TEXT
==========

And China is still, by definition, a developing country. Ouyang Ziyuan, chief scientist of the lunar programme, complained that the budget was so tight there was less money for the first mission than the construction cost of 2km (1.2 miles) of subway in Beijing.
Many countries, including China, may have underestimated the challenges of moon exploration, according to some Chinese space experts. For the US and Russia, the missions between the 1960s and 1970s were conducted at such enormous cost they became unaffordable after the Cold War, they said.
The relatively short distance between Earth and the moon gives spacecraft little time to correct mistakes during flight. And the moon’s considerable gravity means rocket engines need to be very powerful and extremely precise, at the same time.
New technology like artificial intelligence could help, but these untested approaches could equally lead to a higher chance of failure. The experts agreed that building spacecraft and rockets that were not only reliable but also smart posed a formidable challenge to a nation’s overall capabilities in science and technology.
China’s lunar mission involved a large number of companies, universities and research institutes across the country, including Hong Kong, each responsible for solving a particular issue. The division of labour and nationwide collaboration helped meet the deadline and keep the budget under control. But it also put enormous pressure on individuals.
“The pay is definitely not attractive. And there is no compensation for [working] overtime. Some of my colleagues who cannot withstand the pressure have left for the private sector,” said an engineering scientist with the state-owned China Aerospace Science and Technology Corporation (CASTC) in Beijing.
There is also growing concern within China’s space community about whether they will be able to compete with emerging private companies in the West, such as SpaceX and Blue Origin, according to some scientists.
For the Beijing-based scientist, a willingness to risk failure could give companies like Elon Musk’s SpaceX a cutting edge. When a prototype blew up in a test flight last week, Musk called it a success – because his team was able to retrieve all the data.
“I hope this will also happen in China one day,” the scientist said.
But Wu Yansheng, president of CASTC, lead contractor of China’s space projects, made clear it would not happen.

==========

RECORDS PROVIDED
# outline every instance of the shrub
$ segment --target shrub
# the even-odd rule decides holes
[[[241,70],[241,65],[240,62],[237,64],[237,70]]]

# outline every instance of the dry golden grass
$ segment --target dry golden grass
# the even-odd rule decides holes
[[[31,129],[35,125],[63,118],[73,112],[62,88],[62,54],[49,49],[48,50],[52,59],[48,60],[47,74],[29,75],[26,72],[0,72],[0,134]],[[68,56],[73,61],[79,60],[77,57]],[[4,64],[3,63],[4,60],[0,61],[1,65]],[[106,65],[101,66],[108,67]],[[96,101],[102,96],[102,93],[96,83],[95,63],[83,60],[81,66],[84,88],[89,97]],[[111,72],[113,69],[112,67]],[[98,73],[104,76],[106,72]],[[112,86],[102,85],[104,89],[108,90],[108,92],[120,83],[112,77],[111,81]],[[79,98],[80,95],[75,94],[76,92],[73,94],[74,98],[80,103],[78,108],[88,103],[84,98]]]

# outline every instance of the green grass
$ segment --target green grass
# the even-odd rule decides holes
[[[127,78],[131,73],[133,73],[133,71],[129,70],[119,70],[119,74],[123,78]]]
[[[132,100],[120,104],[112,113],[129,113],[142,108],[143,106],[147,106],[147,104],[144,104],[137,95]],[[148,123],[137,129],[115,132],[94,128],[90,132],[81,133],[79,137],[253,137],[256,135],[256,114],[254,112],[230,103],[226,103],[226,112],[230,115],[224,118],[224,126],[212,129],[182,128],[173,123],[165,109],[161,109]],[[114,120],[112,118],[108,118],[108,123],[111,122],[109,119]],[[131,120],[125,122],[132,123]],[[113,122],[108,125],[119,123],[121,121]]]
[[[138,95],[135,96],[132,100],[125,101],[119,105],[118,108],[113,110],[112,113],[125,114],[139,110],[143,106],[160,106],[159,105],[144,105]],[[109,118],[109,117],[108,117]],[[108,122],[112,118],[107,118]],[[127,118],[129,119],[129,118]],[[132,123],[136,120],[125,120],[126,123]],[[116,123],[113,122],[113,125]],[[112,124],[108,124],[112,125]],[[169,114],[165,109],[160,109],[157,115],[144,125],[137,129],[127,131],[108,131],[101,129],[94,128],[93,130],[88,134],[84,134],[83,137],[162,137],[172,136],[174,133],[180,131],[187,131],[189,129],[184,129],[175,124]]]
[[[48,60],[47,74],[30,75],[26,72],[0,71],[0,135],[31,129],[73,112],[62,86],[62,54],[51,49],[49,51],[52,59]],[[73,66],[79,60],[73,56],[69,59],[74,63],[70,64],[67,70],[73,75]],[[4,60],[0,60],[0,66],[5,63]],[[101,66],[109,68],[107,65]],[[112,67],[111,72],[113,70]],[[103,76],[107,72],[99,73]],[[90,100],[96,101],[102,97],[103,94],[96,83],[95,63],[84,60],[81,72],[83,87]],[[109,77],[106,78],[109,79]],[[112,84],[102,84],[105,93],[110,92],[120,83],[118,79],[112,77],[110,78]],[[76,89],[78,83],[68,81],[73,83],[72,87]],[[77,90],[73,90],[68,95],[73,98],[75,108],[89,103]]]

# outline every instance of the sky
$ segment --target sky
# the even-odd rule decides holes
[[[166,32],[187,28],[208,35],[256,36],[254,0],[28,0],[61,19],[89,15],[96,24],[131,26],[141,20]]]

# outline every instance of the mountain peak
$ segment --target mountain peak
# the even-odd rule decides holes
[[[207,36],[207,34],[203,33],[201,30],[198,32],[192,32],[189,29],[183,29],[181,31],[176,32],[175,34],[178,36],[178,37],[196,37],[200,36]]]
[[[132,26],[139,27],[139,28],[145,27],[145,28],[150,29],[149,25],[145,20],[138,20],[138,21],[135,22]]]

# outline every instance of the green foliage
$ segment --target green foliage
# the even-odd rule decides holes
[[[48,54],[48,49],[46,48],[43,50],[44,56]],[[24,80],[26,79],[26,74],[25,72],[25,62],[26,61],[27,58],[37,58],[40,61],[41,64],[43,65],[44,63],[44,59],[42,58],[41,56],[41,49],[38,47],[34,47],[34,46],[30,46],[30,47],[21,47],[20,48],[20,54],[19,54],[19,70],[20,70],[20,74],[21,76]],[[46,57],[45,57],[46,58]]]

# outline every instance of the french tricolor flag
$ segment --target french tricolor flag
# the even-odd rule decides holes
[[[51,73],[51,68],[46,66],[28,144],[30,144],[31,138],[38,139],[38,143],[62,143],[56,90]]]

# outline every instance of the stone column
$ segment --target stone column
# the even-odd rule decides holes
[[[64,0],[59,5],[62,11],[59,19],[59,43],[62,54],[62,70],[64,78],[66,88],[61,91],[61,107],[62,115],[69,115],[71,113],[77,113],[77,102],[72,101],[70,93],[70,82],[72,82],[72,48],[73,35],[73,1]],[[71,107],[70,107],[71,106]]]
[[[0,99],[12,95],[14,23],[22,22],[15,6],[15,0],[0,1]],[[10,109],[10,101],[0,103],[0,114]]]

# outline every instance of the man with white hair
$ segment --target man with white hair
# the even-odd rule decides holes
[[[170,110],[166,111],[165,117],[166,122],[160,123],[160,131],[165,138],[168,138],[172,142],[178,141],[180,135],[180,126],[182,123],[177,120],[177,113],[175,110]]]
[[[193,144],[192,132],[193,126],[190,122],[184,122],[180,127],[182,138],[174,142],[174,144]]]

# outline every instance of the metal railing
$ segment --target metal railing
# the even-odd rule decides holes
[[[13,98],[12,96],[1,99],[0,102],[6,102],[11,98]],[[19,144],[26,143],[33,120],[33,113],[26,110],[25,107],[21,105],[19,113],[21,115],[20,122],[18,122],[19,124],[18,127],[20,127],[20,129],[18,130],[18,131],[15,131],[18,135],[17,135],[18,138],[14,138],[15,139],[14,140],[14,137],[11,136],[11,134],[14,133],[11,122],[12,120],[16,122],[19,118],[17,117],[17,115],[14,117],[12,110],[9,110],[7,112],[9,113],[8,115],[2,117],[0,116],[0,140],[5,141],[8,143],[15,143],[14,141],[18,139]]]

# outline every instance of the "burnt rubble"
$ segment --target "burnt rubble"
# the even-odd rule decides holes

==========

TO DO
1. Answer these questions using the text on China's lunar programme:
(a) To what did Ouyang Ziyuan compare the money available for the first mission?
(b) What feature of the moon, according to the text, requires rocket engines to be very powerful and extremely precise?
(c) What did Musk call the test flight in which a prototype blew up, and for what reason?
2. Transcribe the part of the text on China's lunar programme that opens with the words containing "Many countries, including" and closes with "War, they said.".

EXERCISE RESULTS
1.
(a) The construction cost of 2km (1.2 miles) of subway in Beijing.
(b) The moon's considerable gravity.
(c) He called it a success, because his team was able to retrieve all the data.

2.
Many countries, including China, may have underestimated the challenges of moon exploration, according to some Chinese space experts. For the US and Russia, the missions between the 1960s and 1970s were conducted at such enormous cost they became unaffordable after the Cold War, they said.